## Tasks
1. Answer these questions from the anatomy glossary.
(a) What membrane directly covers the lungs?
(b) What do baroreceptors help regulate?
(c) According to the section on broader course relevance, what does knowledge of joint movements aid in studying?
2. Copy the anatomy glossary word for word from "Quick reference: common" to "and right sides.".
3. List every glossary term in the anatomy glossary whose name contains the word "region" or "regions."

## Reading text
---
Quick reference: common terms and concepts (glossary)

  • Umbilical region: central region around the belly button.

  • Hypochondriac regions: regions below the costal cartilage; left and right sides.

  • Epigastric region: region over the stomach; above the stomach.

  • Hypogastric region: region below the stomach.

  • Iliac region: upper parts of the hip bones; often associated with the iliac crest.

  • Anterior superior iliac spine: a palpable pelvic landmark on the ilium; relates to the hip/iliac region.

  • Synovial cavity: a joint cavity filled with synovial fluid for lubrication and mobility.

  • Visceral pleura: the membrane directly covering the lungs.

  • Visceral cavity: internal surfaces and organs; peritoneal cavity lines many abdominal organs.

  • Somatostatin, insulin, glucagon: key regulators of glucose homeostasis; delta cells inhibit insulin to modulate glucose levels.

  • Baroreceptors: pressure sensors in arteries that help regulate blood pressure via autonomic pathways.

  • Sneeze reflex: widespread reflex involving many body systems; can influence pelvic floor and sphincter function.

  • Positive feedback examples: childbirth (labor), pathogenic amplification in disease states (e.g., CHF progression).

  • Negative feedback examples: body temperature regulation, blood glucose maintenance, hormonal regulation via insulin/glucagon.

Connections to broader course relevance

  • Homeostatic principles underpin physiology and clinical reasoning across systems (endocrine, nervous, musculoskeletal).

  • Understanding regions and cavities supports diagnostic reasoning and interpretation of imaging and surgical planning.

  • Knowledge of joint movements aids in studying biomechanics and physical examination.

  • Recognizing intrinsic vs extrinsic and intracellular vs intercellular regulation helps in understanding disease mechanisms and therapeutic targets.
---
Saved data entries
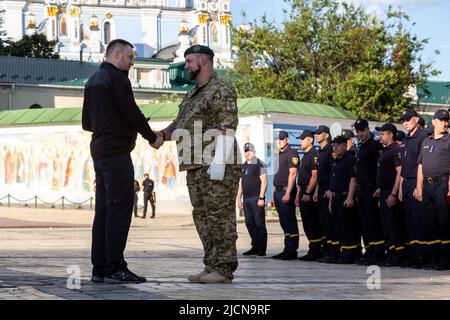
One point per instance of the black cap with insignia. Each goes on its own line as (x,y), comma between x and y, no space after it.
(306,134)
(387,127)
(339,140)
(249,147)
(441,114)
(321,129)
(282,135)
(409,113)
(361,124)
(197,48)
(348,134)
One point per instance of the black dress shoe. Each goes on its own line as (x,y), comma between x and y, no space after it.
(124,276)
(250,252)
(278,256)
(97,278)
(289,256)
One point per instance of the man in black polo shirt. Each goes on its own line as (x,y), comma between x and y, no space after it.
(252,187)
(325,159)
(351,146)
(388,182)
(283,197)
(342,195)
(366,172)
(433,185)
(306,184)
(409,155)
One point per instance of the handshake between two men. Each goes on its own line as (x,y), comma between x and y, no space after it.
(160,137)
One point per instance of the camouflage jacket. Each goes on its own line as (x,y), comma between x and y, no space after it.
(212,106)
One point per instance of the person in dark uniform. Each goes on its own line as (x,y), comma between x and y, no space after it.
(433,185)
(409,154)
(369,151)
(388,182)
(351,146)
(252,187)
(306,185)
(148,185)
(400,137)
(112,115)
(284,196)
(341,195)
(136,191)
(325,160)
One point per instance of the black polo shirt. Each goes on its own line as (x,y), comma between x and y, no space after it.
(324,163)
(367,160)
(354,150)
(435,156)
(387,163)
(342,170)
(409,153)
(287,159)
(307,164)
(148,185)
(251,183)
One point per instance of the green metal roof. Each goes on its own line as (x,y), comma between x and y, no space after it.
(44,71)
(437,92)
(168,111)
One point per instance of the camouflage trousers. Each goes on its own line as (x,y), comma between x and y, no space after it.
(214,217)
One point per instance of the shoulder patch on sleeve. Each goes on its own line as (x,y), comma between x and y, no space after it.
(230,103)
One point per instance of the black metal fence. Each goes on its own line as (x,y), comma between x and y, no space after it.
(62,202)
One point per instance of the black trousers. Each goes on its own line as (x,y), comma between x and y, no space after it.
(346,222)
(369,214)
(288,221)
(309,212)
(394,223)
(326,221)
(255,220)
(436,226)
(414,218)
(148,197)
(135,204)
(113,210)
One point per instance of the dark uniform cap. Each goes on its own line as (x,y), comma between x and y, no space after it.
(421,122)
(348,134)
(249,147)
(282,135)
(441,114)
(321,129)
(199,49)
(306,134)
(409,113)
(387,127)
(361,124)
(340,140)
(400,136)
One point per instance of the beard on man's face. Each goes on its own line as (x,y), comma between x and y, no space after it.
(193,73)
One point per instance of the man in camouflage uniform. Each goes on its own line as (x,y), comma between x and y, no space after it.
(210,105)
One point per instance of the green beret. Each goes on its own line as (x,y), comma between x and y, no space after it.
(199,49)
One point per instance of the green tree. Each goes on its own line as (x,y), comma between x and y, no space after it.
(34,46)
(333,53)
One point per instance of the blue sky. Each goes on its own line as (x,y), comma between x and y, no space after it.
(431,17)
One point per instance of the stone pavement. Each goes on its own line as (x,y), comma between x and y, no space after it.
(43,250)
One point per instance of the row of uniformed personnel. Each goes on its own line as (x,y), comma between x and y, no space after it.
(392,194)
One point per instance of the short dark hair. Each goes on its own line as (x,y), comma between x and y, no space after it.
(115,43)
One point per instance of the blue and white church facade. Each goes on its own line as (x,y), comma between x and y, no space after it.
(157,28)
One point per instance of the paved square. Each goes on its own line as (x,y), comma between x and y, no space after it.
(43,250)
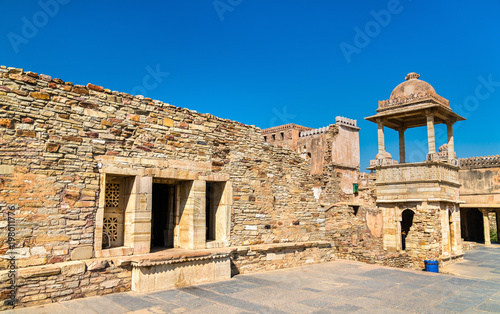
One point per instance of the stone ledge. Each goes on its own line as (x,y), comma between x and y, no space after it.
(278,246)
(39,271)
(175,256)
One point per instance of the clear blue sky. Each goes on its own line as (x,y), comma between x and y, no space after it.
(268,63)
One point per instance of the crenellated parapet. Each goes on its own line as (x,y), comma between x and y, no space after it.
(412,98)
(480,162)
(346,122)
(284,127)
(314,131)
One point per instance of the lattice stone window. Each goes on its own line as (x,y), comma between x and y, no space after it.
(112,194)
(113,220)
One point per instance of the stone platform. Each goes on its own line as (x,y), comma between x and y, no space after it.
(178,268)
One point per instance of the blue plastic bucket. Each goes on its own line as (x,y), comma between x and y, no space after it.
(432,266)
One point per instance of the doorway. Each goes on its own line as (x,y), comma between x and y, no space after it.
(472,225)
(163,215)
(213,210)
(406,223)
---
## Outputs for the tasks
1.
(a) The visceral pleura
(b) Blood pressure
(c) Biomechanics and physical examination

2.
Quick reference: common terms and concepts (glossary)

  • Umbilical region: central region around the belly button.

  • Hypochondriac regions: regions below the costal cartilage; left and right sides.

3.
Umbilical region
Hypochondriac regions
Epigastric region
Hypogastric region
Iliac region